● **INSTRUCTIONS FOR THE TASK**
Could you reproduce, character for character, the lines between the one holding "segment: mountain" and the one holding "211], [309, 210]]]", both ends included? Leave the pictures out of your answer.

[Labeling and segmentation records]
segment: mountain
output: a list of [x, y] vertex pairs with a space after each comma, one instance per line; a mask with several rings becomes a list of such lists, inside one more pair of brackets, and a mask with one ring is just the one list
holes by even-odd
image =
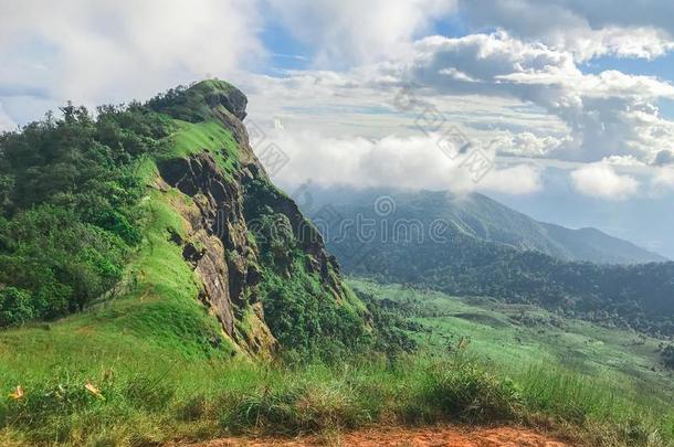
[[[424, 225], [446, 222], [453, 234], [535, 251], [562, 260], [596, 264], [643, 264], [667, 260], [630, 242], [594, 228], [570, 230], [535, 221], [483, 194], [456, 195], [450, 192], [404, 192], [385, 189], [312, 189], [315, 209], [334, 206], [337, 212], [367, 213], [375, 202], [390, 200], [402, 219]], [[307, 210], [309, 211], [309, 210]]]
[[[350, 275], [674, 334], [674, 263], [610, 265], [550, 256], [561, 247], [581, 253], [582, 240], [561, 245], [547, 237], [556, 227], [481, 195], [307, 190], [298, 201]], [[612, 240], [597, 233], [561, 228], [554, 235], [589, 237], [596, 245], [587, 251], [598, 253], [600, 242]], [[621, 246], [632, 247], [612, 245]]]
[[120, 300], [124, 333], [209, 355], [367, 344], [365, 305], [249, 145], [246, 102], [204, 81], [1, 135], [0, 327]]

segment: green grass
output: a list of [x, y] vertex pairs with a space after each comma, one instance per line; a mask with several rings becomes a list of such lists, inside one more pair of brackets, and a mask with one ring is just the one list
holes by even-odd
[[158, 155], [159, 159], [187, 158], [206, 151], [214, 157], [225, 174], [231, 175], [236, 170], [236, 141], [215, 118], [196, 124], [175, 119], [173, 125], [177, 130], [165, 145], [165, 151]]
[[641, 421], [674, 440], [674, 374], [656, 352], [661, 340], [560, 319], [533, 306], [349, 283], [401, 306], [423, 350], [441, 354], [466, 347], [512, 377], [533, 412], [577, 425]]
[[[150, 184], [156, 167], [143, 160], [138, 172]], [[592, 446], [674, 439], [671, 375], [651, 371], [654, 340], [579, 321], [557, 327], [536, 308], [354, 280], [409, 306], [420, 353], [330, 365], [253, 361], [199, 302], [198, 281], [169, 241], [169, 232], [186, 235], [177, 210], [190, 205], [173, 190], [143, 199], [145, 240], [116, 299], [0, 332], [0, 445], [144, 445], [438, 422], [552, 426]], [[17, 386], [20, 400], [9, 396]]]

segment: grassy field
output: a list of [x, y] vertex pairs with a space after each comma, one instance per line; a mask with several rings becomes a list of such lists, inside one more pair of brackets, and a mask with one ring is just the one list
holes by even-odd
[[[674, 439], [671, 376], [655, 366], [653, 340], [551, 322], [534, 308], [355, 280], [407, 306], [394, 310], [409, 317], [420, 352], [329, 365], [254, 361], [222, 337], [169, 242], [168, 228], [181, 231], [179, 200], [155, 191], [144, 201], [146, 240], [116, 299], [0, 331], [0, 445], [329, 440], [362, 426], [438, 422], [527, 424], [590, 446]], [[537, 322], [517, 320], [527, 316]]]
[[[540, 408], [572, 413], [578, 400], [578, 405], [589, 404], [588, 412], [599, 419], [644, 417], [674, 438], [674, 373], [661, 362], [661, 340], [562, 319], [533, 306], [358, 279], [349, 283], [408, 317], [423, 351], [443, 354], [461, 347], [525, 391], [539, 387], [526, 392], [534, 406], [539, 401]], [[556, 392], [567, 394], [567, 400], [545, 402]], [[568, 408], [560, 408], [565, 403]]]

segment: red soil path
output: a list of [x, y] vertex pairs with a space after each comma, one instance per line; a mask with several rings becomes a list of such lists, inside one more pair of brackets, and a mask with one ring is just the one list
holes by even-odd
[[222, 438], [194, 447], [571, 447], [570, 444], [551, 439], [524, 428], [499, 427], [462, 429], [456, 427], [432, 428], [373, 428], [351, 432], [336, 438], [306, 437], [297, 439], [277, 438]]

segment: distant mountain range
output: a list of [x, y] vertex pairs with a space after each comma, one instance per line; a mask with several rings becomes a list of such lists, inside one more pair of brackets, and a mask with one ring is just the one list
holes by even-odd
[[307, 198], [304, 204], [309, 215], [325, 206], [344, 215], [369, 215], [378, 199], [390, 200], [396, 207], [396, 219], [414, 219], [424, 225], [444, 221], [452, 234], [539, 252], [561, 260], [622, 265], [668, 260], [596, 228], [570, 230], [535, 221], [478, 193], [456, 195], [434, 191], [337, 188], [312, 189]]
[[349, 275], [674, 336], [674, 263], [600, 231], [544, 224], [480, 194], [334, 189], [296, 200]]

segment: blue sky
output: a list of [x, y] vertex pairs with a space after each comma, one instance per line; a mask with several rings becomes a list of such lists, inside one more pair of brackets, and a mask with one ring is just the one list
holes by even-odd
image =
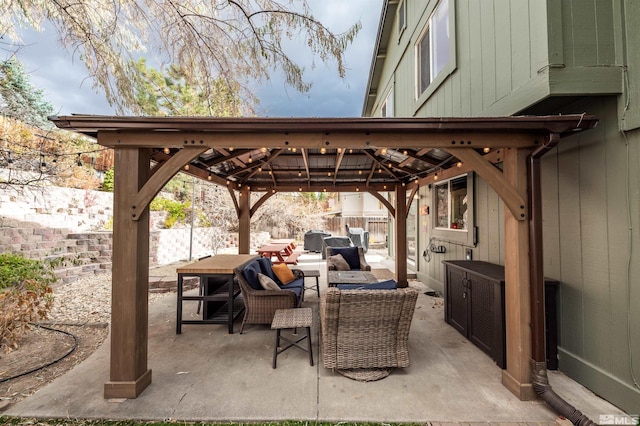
--
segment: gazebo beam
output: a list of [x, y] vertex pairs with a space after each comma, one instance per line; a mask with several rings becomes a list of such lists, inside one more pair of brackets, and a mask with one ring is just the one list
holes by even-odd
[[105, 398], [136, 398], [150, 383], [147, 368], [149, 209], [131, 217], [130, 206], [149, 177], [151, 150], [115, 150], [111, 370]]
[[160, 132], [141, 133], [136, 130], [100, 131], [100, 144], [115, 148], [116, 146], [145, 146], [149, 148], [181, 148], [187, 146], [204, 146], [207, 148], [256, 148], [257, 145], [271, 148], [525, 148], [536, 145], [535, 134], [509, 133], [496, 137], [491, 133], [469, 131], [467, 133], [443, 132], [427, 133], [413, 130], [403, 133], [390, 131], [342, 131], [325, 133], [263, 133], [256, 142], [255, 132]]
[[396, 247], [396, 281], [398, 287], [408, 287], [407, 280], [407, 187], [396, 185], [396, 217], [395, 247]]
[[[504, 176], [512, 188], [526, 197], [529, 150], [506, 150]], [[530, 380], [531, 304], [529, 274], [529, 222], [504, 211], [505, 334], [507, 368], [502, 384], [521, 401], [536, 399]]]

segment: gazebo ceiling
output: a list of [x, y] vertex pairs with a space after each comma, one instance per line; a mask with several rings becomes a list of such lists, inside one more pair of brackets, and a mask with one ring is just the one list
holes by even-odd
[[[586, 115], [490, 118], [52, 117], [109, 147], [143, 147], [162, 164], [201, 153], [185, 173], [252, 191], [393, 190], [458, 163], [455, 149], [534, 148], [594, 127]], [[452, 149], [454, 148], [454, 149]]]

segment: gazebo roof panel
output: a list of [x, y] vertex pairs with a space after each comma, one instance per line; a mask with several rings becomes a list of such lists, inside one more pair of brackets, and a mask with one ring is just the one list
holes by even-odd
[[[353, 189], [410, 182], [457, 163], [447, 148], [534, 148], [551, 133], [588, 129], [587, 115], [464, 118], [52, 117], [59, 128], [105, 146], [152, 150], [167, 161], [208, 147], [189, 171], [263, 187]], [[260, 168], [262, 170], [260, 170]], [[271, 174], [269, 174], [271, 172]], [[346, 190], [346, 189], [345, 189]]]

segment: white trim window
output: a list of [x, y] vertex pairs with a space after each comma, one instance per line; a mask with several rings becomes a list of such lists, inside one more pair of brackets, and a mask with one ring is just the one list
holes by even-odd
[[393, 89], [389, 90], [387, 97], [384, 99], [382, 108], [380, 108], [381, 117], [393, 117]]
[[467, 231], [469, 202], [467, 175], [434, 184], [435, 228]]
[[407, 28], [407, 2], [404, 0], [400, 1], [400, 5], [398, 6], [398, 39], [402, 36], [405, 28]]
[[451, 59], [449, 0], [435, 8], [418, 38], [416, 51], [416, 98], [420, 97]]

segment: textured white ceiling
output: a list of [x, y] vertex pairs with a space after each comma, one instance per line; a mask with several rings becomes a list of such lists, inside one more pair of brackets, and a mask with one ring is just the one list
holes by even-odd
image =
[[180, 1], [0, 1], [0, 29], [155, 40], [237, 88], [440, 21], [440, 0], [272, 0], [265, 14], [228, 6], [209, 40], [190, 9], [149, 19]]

● **TASK RESULT**
segment: mountain
output: a list of [x, y] vertex pairs with a space after each comma, one instance per line; a mask with several rings becomes a list of such lists, inside one more pair of brackets, and a mask with one ring is just the one list
holes by even-odd
image =
[[[424, 225], [446, 222], [453, 234], [535, 251], [562, 260], [596, 264], [643, 264], [667, 260], [630, 242], [594, 228], [570, 230], [535, 221], [483, 194], [456, 195], [450, 192], [404, 192], [385, 189], [312, 189], [315, 209], [334, 206], [337, 212], [367, 213], [375, 202], [390, 200], [402, 219]], [[307, 210], [309, 211], [309, 210]]]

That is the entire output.